_What you will do_.
1 – Quote the review of The Nest from "Steve's newborn brother" to "haunts his nightmares.".
2 – Condense the paragraph in the review of The Nest that begins "Steve's newborn brother is sick" into a short bulleted list of its main facts.

_Source text_.
Friday, September 8, 2017

The Nest, by Kenneth Oppel (illustrated by Jon Klassen)

Patrick Ness' creepy Tween novel The Nest combines a child's anxiety over a mysteriously ill newborn sibling of Under Shifting Glass (Singer) with the uncomfortable skin-crawling vibe of A Monster Calls (Ness). It's subtle, it's terrifying, and it's definitely not something to read while you're alone at night. 

It's also awesome!

Steve's newborn brother is sick, and no one can figure out what is wrong. Or...that's the story as far as Steve knows. His parents aren't saying much. They're also gone a lot, what with all Theo's doctor appointments. So Steve is left to worry while he takes care of his little sister. That's a lot for an already-anxious 10 year old boy recovering from OCD to deal with. On top of that, strange white wasps are building a nest just outside the baby's window (Steve is allergic to wasps). And then there's the Knife Man. And the shadowy Mr. Nobody who haunts his nightmares.

It's shaping up to be a bad summer all around. And even falling back on his rituall behaviors (the OCD) doesn't help.

Then the Wasp Queen begins visiting his dreams, promising she and her workers will help Theo. At first, Steve thinks she's an angel. But with each consecutive dream he learns the Queen's real agenda...and it's more horrible than anything he could have imagined. And, since no one else sees the wasps for what they really are, Steve knows it's up to him and him alone to save the day. No spoilers here. You'll have to read the book for yourself. Just be prepared for the book to stay with you for a long time.

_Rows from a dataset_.
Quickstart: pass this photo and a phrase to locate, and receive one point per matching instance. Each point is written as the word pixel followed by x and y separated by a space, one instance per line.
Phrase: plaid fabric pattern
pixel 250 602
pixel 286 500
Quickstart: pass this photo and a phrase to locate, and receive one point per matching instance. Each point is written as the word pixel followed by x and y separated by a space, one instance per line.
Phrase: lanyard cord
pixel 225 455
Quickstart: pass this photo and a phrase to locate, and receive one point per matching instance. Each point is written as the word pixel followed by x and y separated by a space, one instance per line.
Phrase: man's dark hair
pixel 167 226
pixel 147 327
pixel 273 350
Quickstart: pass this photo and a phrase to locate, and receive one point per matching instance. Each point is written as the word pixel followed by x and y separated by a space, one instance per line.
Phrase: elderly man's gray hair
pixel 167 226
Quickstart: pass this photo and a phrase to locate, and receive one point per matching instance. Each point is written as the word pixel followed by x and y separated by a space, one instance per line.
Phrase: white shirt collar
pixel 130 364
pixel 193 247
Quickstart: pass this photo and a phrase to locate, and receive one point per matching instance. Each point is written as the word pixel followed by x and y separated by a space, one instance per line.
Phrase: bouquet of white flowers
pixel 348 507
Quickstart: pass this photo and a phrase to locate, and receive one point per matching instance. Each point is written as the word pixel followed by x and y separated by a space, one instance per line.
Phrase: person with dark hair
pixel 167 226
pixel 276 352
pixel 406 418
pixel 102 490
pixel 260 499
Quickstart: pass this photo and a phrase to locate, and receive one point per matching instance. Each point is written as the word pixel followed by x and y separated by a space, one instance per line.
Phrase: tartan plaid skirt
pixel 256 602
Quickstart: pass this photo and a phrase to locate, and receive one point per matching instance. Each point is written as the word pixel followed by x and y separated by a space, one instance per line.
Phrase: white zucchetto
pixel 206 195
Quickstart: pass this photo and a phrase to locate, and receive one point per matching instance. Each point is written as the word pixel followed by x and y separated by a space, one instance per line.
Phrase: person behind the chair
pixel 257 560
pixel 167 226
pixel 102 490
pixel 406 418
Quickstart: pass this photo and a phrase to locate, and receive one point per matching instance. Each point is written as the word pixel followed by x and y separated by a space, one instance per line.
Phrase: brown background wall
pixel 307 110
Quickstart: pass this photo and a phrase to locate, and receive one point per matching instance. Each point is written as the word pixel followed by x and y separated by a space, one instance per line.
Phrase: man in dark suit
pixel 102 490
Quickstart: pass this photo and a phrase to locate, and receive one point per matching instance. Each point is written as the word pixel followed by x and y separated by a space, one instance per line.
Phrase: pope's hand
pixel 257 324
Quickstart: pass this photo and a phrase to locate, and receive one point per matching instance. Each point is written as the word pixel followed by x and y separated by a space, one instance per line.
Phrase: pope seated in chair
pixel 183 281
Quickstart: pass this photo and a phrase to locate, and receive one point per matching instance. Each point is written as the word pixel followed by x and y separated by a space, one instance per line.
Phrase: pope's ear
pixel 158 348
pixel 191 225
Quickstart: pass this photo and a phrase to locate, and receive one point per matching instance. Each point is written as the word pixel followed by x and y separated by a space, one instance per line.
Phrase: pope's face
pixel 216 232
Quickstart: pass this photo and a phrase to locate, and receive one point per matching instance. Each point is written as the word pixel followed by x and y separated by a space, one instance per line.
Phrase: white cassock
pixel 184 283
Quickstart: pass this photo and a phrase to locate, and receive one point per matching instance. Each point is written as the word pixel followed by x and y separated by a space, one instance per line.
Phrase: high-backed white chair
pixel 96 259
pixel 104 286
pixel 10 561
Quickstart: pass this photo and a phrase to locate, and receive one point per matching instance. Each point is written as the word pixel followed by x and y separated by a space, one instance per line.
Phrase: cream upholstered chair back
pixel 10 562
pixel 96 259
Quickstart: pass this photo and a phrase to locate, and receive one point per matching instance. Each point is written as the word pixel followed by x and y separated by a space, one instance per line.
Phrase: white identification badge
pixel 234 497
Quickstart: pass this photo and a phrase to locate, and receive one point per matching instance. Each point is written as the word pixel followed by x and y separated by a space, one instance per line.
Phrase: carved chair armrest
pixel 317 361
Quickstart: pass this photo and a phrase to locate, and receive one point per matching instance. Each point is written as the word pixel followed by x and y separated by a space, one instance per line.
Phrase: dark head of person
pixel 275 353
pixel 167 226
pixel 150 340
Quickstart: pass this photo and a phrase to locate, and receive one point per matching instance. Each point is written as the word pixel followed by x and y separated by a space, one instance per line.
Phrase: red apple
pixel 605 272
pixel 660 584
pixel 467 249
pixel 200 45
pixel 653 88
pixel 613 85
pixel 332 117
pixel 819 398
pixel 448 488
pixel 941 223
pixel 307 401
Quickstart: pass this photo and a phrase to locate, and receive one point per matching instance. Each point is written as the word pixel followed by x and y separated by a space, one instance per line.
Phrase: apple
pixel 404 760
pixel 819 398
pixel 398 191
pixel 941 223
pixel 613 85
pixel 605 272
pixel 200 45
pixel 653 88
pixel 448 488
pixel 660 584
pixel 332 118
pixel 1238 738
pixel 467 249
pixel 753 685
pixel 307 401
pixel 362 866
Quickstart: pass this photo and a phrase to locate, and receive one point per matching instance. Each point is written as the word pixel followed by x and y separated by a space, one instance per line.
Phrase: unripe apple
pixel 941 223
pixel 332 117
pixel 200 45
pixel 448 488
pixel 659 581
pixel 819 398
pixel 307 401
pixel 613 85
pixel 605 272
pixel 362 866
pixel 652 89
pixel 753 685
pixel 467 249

_Answers to the problems_.
1 –
Steve's newborn brother is sick, and no one can figure out what is wrong. Or...that's the story as far as Steve knows. His parents aren't saying much. They're also gone a lot, what with all Theo's doctor appointments. So Steve is left to worry while he takes care of his little sister. That's a lot for an already-anxious 10 year old boy recovering from OCD to deal with. On top of that, strange white wasps are building a nest just outside the baby's window (Steve is allergic to wasps). And then there's the Knife Man. And the shadowy Mr. Nobody who haunts his nightmares.

2 –
- Steve's newborn brother is sick, and no one can figure out what is wrong, at least as far as Steve knows.
- His parents say little and are often away at Theo's doctor appointments.
- Steve worries while taking care of his little sister.
- He is an already-anxious 10-year-old recovering from OCD.
- Strange white wasps are building a nest outside the baby's window, and Steve is allergic to wasps.
- There is also the Knife Man, and the shadowy Mr. Nobody haunts Steve's nightmares.